Page text -
Analysis of orbital fibroblast subtypes and adipogenic gene expression in the control and TED groups. (A) Violin plots showing genes enriched in specific clusters across orbital fibroblast subtypes in all samples. (B) UMAP plot showing the distribution of orbital fibroblast subclusters in control (left) and TED (right) samples. (C) Bar graphs comparing the distribution of orbital fibroblast subclusters between the control and TED groups. (D) Heatmap displaying the expression of adipogenic and IGF-related genes across groups.

Despite the variability in molecular markers across fibroblast subclusters, a commonality in the expression of adipocyte-enriched genes (18) was observed between TED and control groups (Supplemental Figure 6). TED orbital fibroblasts, irrespective of the cluster, demonstrated higher levels of adipocyte-enriched genes compared with controls (Supplemental Figure 6). Additionally, an examination of genes known to regulate adipogenesis, such as CEBPB and CEBPD (23), FABP4 (24), FABP5 (25), PLIN2 (26), APOC1 (27), APOE (28), and RASD1 (29), revealed a comprehensive upregulation in adipogenic genes, notably CEBPB and CEBPD in all TED-associated orbital fibroblast subclusters (Figure 3D and Supplemental Table 6). This suggests an inherent adipogenic predisposition within TED fibroblasts. However, other markers like APOE, RASD1, and FABP4 were selectively upregulated in specific TED fibroblast subclusters (Figure 3D and Supplemental Table 6). Interestingly, the presence of fibroblast subclusters with a higher representation in TED samples did not directly correlate with increased adipogenic gene expression, and no differences were found in the expression of FABP5, PLIN2, and APOC1 between the groups.

Our study also identified disparities in the expression of genes related to the IGF signaling pathway across the fibroblast subclusters. Notably, TED orbital fibroblasts exhibited a significant reduction in IGFBP6 expression alongside an increase in IGFBP5 relative to controls (Figure 3D and Supplemental Table 6). This differential expression indicates a distinctive modulation of the IGF signaling pathway in TED fibroblasts, suggesting a unique pathophysiological mechanism at play.

Data under study -

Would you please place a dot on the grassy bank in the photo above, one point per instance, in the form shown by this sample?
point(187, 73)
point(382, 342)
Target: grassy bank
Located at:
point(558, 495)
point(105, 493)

Problem set -
1. Rewrite the orbital fibroblast text from "Our study also" up to and including "mechanism at play.", replacing "pathophysiological mechanism" with "disease mechanism".
2. Write the next part of the text on orbital fibroblasts in TED, picking up after its last sentence.

Your responses -
1.
Our study also identified disparities in the expression of genes related to the IGF signaling pathway across the fibroblast subclusters. Notably, TED orbital fibroblasts exhibited a significant reduction in IGFBP6 expression alongside an increase in IGFBP5 relative to controls (Figure 3D and Supplemental Table 6). This differential expression indicates a distinctive modulation of the IGF signaling pathway in TED fibroblasts, suggesting a unique disease mechanism at play.

2.
Enhanced adipogenesis in TED adipocytes. In our analysis of adipocytes derived from both TED and control groups, we identified multiple subclusters within each group, each defined by distinct molecular markers (Figure 4A and Supplemental Table 7). Notably, the TED group exhibited a substantially increased number of adipocytes compared with that in the control group (Figure 4B). Additionally, unique adipocyte subclusters named “ANXA1,” “CTH,” and “PDZRN4” were predominantly found in TED samples (Figure 4C). A GO pathway analysis of these subclusters, particularly the CTH subcluster, indicated a distinct shift toward “fat cell differentiation” (Supplemental Figure 7), suggesting that these subclusters may represent recently differentiated adipocytes. To further validate the distinct adipocyte populations identified through snRNA-Seq, Western blot analysis was performed to validate the expression of ANXA1, PDZRN4, and CTH in isolated, undifferentiated orbital fibroblasts from both patients with TED and healthy control patients. PDZRN4 expression was significantly higher in TED fibroblasts compared with control fibroblasts (n = 3, P < 0.001) (Figure 4D). Additionally, ANXA1 and CTH exhibited a trend toward higher expression in TED fibroblasts, though these differences did not reach statistical significance.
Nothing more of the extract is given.